BEGIN Supplied material

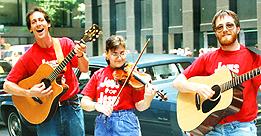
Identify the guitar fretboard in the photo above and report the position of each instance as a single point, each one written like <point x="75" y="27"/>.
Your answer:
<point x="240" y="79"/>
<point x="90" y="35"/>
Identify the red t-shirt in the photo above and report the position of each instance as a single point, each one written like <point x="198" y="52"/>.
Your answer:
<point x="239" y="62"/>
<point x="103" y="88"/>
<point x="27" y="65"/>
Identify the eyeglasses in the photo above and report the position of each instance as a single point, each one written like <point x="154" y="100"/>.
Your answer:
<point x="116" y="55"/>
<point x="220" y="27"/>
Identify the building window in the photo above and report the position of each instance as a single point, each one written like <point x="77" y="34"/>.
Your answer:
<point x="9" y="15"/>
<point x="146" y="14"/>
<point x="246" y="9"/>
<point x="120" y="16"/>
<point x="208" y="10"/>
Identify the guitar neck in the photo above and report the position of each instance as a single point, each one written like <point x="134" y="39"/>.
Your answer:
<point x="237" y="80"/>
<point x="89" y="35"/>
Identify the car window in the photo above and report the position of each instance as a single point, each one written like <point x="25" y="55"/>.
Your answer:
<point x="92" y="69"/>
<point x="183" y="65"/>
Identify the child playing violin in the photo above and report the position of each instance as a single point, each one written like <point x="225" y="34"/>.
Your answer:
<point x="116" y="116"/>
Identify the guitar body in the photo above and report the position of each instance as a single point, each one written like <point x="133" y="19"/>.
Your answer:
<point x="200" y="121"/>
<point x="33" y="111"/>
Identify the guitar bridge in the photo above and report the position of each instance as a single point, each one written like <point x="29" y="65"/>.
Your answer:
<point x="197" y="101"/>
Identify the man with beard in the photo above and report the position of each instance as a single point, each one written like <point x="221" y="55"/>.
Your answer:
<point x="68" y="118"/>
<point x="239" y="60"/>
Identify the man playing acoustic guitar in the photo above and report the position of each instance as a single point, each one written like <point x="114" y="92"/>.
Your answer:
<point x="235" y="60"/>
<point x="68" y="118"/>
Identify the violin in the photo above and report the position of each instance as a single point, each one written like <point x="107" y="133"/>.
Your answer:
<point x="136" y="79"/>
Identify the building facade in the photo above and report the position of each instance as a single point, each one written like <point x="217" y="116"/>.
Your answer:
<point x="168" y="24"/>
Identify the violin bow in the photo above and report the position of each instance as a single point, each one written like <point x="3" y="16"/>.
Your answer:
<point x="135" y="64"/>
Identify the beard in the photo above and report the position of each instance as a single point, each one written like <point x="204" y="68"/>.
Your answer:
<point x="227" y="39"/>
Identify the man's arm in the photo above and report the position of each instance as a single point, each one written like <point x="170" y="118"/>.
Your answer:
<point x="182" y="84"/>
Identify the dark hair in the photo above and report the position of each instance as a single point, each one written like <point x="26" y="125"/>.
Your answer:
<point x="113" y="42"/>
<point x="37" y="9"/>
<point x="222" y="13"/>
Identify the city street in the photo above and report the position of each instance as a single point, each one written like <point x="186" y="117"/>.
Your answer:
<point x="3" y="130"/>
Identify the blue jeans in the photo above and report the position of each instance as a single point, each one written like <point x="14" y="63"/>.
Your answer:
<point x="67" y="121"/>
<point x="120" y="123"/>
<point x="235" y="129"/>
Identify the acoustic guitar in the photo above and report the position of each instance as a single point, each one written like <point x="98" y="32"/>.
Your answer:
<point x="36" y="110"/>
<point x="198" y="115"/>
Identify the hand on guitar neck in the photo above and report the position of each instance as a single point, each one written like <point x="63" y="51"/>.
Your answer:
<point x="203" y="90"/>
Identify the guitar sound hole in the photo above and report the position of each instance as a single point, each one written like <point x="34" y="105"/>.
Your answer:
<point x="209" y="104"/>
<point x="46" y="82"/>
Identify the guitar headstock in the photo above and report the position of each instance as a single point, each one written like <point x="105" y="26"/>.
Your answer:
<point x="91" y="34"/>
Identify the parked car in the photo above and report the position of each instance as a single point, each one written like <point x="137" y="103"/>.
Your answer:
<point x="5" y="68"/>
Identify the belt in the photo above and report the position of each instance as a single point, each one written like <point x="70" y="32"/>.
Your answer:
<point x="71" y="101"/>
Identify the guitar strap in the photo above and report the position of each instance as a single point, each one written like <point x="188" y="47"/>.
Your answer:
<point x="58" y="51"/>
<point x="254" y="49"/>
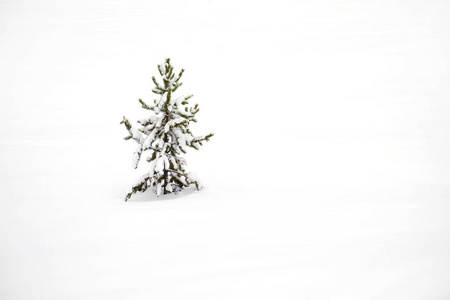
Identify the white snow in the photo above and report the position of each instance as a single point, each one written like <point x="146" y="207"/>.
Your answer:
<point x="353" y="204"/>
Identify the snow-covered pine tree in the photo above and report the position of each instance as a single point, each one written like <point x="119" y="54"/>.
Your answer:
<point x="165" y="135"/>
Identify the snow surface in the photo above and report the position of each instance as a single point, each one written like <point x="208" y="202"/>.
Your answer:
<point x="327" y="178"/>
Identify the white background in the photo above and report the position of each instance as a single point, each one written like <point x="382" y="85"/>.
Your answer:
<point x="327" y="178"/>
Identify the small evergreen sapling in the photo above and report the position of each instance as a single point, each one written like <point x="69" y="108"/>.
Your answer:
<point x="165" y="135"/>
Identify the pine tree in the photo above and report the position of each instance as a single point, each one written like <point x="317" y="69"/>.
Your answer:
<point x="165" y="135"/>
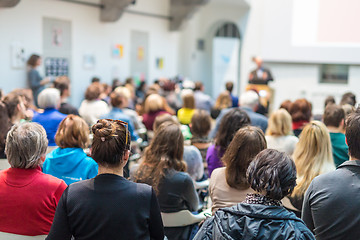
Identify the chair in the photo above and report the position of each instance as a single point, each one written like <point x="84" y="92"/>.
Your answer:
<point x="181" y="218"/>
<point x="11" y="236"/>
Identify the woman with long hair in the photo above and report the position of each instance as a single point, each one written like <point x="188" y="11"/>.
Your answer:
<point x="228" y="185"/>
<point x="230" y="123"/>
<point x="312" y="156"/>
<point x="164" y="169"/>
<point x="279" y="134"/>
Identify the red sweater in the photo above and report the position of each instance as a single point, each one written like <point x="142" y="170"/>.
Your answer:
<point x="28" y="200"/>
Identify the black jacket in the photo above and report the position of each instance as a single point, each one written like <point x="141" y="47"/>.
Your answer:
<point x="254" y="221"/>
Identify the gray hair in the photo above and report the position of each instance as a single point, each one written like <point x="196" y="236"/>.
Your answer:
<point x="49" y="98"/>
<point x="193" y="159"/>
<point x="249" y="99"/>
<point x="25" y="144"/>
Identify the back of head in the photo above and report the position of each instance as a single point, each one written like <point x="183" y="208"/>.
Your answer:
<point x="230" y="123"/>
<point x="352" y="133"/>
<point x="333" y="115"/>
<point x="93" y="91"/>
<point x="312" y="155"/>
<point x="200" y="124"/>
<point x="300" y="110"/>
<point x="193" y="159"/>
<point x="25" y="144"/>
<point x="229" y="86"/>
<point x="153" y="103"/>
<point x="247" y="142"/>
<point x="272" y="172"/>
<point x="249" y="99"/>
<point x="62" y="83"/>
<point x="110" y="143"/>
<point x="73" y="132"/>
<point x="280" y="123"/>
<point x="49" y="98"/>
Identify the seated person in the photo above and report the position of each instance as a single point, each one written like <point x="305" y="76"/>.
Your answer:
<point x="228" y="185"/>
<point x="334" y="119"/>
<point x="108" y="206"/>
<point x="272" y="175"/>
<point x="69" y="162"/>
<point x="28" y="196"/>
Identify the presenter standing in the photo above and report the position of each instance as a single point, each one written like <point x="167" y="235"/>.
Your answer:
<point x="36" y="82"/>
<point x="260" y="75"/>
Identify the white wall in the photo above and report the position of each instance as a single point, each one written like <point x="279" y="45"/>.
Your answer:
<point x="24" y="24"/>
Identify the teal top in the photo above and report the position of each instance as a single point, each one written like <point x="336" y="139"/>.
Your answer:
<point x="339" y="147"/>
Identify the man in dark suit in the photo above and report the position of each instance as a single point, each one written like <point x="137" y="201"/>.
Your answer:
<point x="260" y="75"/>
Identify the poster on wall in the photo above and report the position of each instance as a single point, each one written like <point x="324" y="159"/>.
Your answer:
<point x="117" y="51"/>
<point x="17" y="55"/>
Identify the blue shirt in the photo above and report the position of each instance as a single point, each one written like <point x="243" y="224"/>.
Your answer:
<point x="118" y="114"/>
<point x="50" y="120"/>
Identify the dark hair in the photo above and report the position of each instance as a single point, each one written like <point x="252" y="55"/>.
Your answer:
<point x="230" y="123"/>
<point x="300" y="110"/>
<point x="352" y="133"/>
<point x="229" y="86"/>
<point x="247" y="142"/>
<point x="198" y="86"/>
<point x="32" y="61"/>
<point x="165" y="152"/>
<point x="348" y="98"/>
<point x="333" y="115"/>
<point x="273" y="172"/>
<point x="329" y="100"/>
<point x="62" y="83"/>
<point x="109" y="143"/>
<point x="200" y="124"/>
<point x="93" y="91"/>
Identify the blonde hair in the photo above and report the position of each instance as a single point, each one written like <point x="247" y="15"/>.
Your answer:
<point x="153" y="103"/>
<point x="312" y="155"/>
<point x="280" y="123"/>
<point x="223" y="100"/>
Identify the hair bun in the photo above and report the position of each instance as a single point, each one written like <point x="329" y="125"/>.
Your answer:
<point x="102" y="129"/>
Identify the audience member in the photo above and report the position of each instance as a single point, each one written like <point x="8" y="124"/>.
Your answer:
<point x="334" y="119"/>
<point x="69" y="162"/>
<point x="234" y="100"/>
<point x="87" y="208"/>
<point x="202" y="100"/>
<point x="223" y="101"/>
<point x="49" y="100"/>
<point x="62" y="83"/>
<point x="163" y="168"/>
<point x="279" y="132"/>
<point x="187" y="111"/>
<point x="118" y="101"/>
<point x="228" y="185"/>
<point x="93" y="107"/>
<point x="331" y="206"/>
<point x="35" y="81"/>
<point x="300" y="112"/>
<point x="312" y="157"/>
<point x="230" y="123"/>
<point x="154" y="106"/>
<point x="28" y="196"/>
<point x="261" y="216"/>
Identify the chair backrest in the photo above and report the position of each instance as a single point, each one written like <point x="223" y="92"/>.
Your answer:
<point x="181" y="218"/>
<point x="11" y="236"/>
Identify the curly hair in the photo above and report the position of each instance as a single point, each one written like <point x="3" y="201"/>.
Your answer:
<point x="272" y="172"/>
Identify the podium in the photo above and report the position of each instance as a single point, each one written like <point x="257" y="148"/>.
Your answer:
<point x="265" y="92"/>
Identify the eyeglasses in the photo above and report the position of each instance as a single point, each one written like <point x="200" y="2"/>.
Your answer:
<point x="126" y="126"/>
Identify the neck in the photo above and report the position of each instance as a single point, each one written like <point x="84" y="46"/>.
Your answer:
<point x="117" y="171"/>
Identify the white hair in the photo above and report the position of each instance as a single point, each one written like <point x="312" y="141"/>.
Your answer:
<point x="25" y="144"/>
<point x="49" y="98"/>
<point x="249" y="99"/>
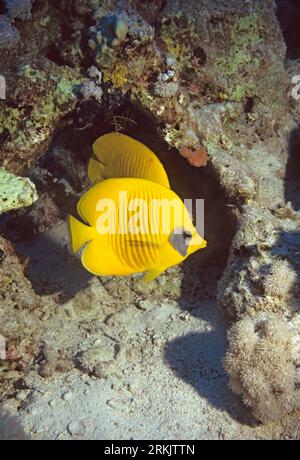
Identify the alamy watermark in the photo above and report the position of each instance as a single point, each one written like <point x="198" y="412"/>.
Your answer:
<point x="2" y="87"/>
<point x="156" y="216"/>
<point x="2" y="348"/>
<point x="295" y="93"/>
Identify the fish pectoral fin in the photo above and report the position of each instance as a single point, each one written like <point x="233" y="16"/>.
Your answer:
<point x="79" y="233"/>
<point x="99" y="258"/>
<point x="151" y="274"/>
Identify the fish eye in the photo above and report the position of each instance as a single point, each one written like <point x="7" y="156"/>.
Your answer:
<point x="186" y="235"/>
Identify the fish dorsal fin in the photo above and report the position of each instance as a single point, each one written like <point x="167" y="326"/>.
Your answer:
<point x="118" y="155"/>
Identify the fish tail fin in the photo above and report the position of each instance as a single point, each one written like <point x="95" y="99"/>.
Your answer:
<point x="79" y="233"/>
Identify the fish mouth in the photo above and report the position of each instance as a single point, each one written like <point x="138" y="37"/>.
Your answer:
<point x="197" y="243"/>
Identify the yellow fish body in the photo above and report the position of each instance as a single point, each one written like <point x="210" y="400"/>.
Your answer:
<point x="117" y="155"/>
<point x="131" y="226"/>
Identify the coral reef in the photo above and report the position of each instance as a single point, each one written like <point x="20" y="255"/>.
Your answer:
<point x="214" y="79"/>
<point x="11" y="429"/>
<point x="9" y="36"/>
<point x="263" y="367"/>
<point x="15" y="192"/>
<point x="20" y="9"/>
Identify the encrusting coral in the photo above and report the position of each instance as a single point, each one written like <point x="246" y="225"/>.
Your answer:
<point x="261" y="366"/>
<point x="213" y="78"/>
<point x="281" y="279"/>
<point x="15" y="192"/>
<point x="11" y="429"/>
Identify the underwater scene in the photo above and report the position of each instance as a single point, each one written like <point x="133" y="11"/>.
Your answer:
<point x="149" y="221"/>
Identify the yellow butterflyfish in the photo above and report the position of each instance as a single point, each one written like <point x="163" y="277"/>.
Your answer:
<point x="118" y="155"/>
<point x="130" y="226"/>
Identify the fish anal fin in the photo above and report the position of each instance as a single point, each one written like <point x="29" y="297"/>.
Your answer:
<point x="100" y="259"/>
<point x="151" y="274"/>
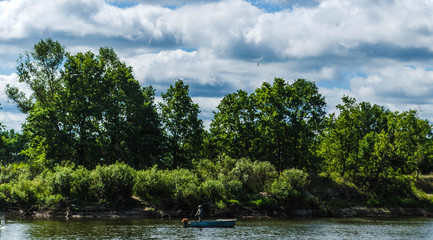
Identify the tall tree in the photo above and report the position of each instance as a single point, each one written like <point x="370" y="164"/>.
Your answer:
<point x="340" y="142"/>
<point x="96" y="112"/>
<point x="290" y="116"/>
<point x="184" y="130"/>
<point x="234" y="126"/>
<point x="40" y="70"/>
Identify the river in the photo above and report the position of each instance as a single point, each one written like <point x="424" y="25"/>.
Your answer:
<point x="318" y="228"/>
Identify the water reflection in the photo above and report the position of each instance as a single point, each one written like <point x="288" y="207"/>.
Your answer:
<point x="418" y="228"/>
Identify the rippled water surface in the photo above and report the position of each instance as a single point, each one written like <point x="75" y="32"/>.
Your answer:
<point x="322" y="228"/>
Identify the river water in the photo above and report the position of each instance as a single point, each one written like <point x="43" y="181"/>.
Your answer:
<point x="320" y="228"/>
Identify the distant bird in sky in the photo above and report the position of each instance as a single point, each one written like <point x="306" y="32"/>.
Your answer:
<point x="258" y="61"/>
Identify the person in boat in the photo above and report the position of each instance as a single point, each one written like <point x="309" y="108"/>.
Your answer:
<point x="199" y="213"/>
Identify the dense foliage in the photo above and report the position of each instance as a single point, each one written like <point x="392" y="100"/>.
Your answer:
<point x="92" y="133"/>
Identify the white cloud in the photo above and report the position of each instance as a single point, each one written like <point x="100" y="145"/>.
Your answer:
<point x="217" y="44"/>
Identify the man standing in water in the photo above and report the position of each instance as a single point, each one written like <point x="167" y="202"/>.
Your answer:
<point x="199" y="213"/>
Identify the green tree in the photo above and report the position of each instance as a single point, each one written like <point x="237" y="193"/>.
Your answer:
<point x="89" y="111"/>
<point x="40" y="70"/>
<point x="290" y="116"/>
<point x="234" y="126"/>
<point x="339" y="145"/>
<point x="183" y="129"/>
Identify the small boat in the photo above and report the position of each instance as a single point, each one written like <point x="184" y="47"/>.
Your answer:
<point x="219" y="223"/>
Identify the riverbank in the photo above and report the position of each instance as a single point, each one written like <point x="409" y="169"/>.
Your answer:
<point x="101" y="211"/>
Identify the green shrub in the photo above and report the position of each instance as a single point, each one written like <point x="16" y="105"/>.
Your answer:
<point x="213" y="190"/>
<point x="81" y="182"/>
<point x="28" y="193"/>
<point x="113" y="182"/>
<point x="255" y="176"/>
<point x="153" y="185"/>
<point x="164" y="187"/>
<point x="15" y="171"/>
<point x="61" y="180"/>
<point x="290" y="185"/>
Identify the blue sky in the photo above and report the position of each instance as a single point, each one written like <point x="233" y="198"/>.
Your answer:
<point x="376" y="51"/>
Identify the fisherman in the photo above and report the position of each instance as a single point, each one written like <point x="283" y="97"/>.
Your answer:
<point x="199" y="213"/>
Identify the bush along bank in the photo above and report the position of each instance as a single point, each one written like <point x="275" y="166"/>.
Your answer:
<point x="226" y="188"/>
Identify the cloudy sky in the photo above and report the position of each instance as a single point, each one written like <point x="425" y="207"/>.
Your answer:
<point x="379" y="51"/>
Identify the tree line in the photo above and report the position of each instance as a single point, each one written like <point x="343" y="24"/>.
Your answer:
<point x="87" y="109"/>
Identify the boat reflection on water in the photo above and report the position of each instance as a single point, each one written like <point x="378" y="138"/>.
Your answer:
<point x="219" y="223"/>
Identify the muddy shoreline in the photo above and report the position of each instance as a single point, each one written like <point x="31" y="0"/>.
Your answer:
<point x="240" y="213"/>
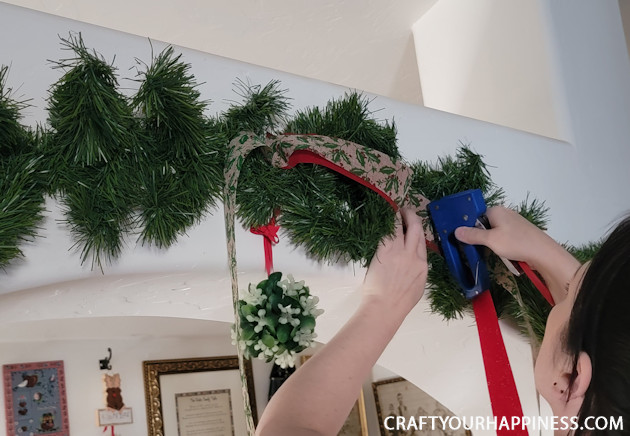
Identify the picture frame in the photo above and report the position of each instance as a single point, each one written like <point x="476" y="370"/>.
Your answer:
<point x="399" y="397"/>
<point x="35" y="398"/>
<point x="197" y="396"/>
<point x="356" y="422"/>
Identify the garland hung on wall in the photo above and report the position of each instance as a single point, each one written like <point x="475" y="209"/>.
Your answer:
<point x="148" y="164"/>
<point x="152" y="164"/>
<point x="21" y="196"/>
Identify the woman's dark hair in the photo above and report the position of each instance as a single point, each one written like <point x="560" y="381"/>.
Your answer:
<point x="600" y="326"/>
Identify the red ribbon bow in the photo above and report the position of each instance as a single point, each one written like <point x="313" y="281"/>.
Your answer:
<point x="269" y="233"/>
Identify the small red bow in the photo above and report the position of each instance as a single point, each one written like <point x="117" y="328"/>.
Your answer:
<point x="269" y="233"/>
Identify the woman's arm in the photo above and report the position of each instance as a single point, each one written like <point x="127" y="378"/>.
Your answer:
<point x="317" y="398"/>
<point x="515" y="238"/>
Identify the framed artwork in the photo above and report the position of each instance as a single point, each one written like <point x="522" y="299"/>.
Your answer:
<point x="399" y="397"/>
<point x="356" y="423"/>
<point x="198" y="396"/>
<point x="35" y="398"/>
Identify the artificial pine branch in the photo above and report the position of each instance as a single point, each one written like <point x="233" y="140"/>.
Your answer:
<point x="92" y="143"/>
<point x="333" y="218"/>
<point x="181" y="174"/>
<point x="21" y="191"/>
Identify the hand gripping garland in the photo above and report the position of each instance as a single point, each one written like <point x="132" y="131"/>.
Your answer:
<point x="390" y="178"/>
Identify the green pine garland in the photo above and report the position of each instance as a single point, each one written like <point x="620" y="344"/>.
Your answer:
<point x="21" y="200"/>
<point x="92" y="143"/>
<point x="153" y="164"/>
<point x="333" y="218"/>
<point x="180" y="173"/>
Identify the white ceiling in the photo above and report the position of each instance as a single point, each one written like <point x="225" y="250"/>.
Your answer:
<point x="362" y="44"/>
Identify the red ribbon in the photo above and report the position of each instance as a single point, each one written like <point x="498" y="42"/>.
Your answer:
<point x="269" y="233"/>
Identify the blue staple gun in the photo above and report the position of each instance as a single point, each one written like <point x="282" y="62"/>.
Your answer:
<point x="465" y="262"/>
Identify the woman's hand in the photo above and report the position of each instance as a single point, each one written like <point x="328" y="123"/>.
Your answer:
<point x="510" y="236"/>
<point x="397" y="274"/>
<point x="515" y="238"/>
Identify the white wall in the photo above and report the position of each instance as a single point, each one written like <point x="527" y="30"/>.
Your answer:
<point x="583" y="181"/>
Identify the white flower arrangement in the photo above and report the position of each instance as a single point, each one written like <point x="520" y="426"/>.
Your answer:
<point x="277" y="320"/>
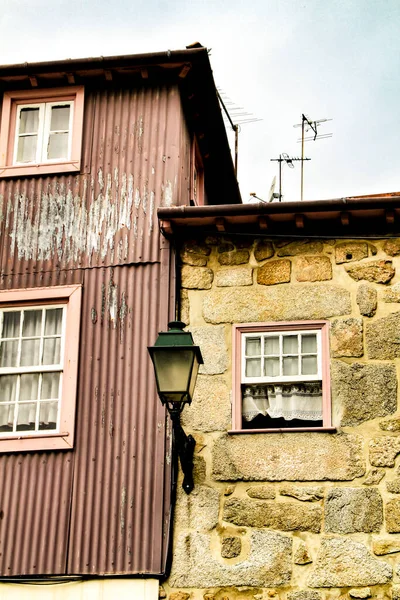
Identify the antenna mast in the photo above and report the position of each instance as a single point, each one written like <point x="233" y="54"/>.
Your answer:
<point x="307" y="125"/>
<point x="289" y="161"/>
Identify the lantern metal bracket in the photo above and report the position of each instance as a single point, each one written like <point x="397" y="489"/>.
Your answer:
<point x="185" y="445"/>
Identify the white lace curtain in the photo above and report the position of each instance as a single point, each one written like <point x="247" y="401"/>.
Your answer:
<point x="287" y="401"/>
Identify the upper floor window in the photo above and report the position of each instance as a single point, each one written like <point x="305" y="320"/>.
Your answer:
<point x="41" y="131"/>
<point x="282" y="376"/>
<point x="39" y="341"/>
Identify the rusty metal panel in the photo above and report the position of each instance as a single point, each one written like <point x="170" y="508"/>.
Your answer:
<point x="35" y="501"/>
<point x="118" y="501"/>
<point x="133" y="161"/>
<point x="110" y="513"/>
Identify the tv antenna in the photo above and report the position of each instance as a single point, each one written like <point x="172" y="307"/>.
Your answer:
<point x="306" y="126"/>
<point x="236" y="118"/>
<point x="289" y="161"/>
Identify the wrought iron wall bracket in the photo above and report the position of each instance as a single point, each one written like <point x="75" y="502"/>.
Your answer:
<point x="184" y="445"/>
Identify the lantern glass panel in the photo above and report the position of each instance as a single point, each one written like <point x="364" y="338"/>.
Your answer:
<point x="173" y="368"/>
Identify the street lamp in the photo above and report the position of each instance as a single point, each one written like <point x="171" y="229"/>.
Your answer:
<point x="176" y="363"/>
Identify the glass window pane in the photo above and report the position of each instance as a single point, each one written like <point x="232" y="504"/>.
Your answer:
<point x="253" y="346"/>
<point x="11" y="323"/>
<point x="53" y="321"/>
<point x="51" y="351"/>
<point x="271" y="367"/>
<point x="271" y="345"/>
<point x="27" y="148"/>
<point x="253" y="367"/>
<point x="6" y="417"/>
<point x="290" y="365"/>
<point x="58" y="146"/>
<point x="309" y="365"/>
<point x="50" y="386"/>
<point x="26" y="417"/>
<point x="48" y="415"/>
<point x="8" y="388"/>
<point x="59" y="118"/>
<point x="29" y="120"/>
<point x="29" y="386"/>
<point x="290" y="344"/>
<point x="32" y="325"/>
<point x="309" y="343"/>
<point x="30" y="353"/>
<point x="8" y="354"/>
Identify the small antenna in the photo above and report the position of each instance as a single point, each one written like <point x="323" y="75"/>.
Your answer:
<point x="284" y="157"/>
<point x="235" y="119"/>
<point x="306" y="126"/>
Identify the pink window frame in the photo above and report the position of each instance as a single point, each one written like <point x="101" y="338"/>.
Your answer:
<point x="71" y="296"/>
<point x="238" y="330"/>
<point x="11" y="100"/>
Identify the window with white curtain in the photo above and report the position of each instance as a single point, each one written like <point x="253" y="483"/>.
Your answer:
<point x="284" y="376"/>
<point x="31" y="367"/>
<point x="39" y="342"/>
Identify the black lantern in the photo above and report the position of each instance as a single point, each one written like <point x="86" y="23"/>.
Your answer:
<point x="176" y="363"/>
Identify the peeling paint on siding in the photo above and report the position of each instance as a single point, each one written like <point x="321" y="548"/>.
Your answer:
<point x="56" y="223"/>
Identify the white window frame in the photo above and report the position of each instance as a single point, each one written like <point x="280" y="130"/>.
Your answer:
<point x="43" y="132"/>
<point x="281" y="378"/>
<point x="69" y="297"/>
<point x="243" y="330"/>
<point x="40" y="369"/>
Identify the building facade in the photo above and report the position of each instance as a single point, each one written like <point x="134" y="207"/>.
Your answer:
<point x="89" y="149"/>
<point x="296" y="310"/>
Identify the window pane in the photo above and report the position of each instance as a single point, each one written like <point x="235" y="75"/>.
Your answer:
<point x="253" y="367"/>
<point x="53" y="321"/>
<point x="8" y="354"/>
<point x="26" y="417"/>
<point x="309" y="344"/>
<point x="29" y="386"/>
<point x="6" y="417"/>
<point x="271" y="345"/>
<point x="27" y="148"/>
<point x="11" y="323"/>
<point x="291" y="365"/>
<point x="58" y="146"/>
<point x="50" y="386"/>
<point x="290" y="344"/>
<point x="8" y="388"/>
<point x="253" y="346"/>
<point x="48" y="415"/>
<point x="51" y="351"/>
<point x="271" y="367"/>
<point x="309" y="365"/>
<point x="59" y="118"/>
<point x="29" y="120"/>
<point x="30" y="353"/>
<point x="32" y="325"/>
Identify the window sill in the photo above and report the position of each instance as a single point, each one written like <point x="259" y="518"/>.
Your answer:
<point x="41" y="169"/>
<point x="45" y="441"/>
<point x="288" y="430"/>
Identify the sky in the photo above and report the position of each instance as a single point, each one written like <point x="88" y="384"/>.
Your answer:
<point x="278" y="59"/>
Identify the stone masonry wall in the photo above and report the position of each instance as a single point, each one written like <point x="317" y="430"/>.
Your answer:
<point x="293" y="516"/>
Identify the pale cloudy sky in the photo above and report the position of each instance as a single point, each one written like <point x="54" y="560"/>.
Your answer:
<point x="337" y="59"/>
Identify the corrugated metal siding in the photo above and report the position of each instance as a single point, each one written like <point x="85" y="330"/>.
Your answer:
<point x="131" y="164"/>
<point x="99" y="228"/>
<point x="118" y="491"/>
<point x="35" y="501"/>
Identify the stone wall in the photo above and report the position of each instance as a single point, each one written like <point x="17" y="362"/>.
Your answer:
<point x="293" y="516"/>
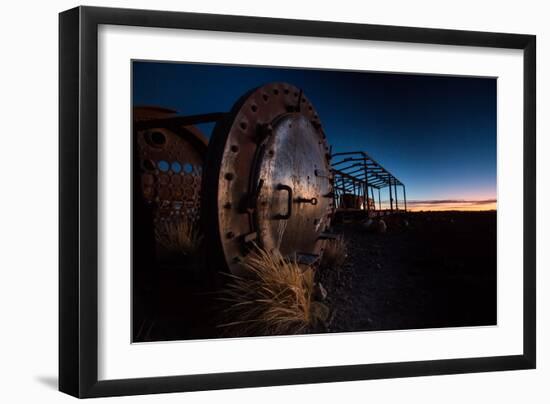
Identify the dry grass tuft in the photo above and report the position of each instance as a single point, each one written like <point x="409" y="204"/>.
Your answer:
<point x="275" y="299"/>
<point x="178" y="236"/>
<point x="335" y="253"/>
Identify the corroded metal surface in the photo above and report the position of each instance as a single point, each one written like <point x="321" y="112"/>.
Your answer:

END Supplied material

### Exercise:
Exactly the lines from the line containing "Identify the pale" through the last line of the entries above are to be quoted, both included, and nothing else. Pictures are left out.

### The reply:
Identify the pale cloudy sky in the photo above and report the position of each instance as a single point, each one written like <point x="54" y="560"/>.
Your answer:
<point x="337" y="59"/>
Identify the corrugated metal siding in the photo above and report the position of each instance as a single point, each one written like <point x="85" y="330"/>.
Your answer:
<point x="131" y="164"/>
<point x="99" y="228"/>
<point x="118" y="491"/>
<point x="35" y="501"/>
Identify the stone wall in the photo above and report the position of each instance as a single point, each one written like <point x="17" y="362"/>.
Your answer:
<point x="293" y="516"/>
Identify the dry grass tuft in the photo above and report the position of each instance as a single point, each one written like <point x="409" y="204"/>.
Your answer:
<point x="275" y="299"/>
<point x="178" y="236"/>
<point x="335" y="253"/>
Identify the corroded metal surface in the photo above and report the position of each instance as a single point, each one written like <point x="321" y="112"/>.
Your answer:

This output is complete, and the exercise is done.